Jun 19, 2009, 11:48 AM

Post #1 of 7 (906 views)
Searching Directories for Files. Can't Post

Hello everyone, I am new to perl and I have a quick question.

I have a .txt file with about 159 addresses for directories on my server. I would like to search each of these dirs for a specific file.

I am confused about how I go about this.
my text file is set up like this
/####/####/###/###/###/###/##/#####

Can I open the .txt file and pass the information to readdir?
Then check if my file is there.

Thanks for your help. Code doesnt need to be complete, but if you could point me in the right direction.


1arryb
User

Jun 19, 2009, 12:26 PM

Post #2 of 7 (904 views)
Re: [adamjazz1] Searching Directories for Files. [In reply to] Can't Post

Hi adam,

I'm assuming your input file contains L/Unix-style paths, one per line in the file.

If the internal structure of your directories is flat (i.e., no sudirectories):

1. Get the input file and the file to match on from the command line.
2. Open the file.
3. Outer loop: Read each line of the file, one at a time.
4. Middle loop: get all the files in the directory. The easiest would be to use 'for my $dirent glob("$dir/*") { ... }'.
5. Inner loop: Test each dirent against the match file 'e.g., 'if (basename($dirent) eq $matchFile) { ... }').

However, if your directories have substructure (i.e., internal subdirectories, you'd probably do better using File::Find in lieu of 4) and 5).

Cheers,

Larry


adamjazz1
Novice

Jun 19, 2009, 12:55 PM

Post #3 of 7 (902 views)
Re: [1arryb] Searching Directories for Files. [In reply to] Can't Post

Thanks for your reply 1arryb,

Question about #1: how do I get the files to match from the command line? Would it be something like this?

if ($#ARGV != *$filename*) {
print "no match\n";
exit;

Code
 
I can open the file correctly(I think), but how do I read the .txt one line at a time? Here is my open code.

$dir="/****/****/***/***/***.txt";
open (DIR1, $dir);
$direct= <DIR1>;

Code
 
Thanks for your help!


adamjazz1
Novice

Jun 19, 2009, 1:27 PM

Post #4 of 7 (898 views)
Re: [adamjazz1] Searching Directories for Files. [In reply to] Can't Post

I figured it out!

Code
#!/usr/bin/env perl 
#
if ($#ARGV != 0) {
print "What Filename?\n";
exit;
}
$filename = $ARGV[0];


$dir="/****/****/*****/****/*****.txt";
open (DIR1, $dir);

my @lines=();
my $line=();
my $file=();

while ($direct = <DIR1>) {

@lines = `cd $direct ls -l | grep $filename`;
foreach $line (@lines) {
$lines =~ /\s+(\S+)$/;
$file =$1;
print "Found $file in $direct";
}
}
close DIR1;



1arryb
User

Jun 19, 2009, 1:31 PM

Post #5 of 7 (898 views)
Re: [adamjazz1] Searching Directories for Files. [In reply to] Can't Post

Hi adam,

I don't much care for opendir...readdir. Maybe someone else will help if you want to go that route. I, on the other had, suggest:

Code
#!/usr/bin/perl 

# Script to get a list of directories from the given file and
# search them for a file whose name exactly matches
# the 2nd program argument.

Written instruction a: Locate each line of the entries that contains the string "Quickstart" and copy those lines.

Information given:
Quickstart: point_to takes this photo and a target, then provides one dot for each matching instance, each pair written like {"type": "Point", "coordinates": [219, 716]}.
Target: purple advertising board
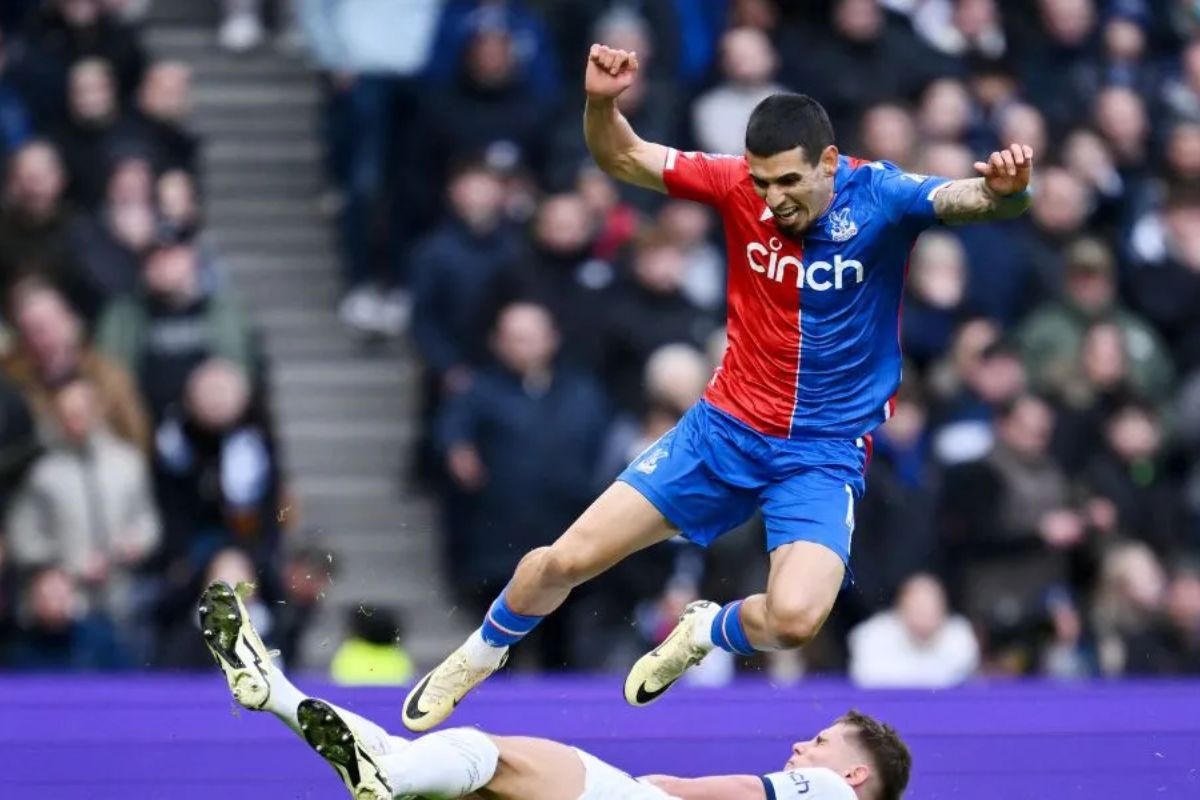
==
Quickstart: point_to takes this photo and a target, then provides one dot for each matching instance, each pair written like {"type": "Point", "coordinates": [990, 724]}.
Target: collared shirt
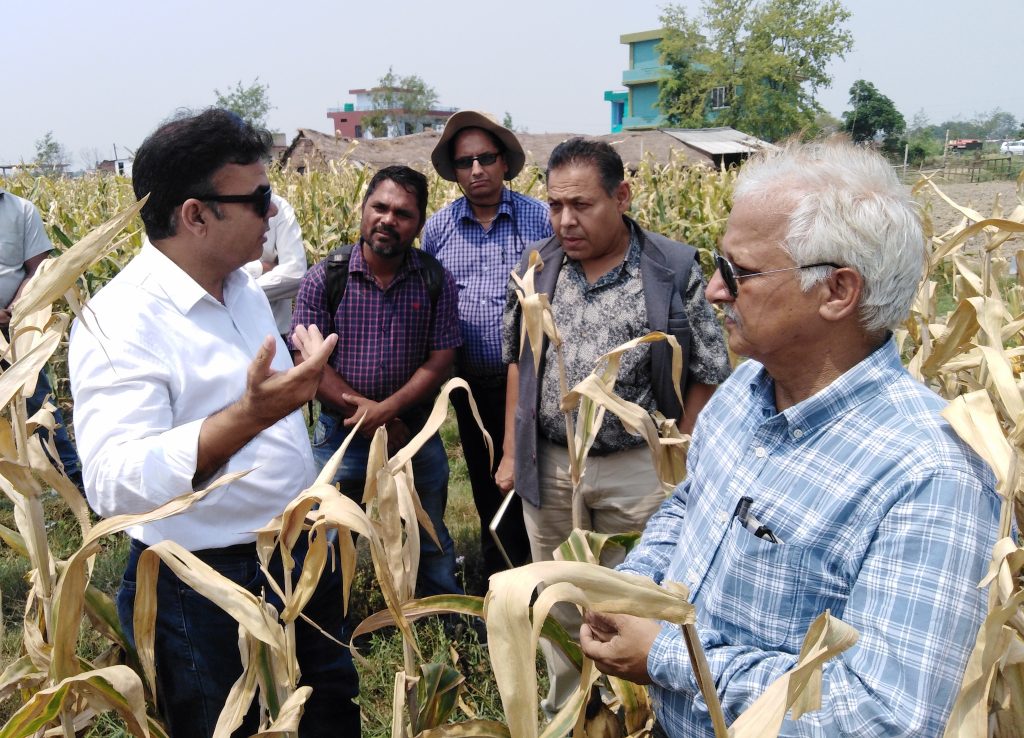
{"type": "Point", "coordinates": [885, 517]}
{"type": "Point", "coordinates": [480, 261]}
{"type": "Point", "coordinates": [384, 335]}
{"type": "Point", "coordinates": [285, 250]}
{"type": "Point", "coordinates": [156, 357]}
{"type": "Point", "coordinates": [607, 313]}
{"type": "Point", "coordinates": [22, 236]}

Written instruction b: In the forum thread, which module does Larry recommend using if the directories contain internal subdirectories?

Full answer a:
Quickstart: point_to takes this photo and a target, then provides one dot for each matching instance, each pair written like {"type": "Point", "coordinates": [219, 716]}.
Quickstart: point_to takes this photo and a target, then provides one dot for each matching instance, each pair written like {"type": "Point", "coordinates": [990, 724]}.

Full answer b: File::Find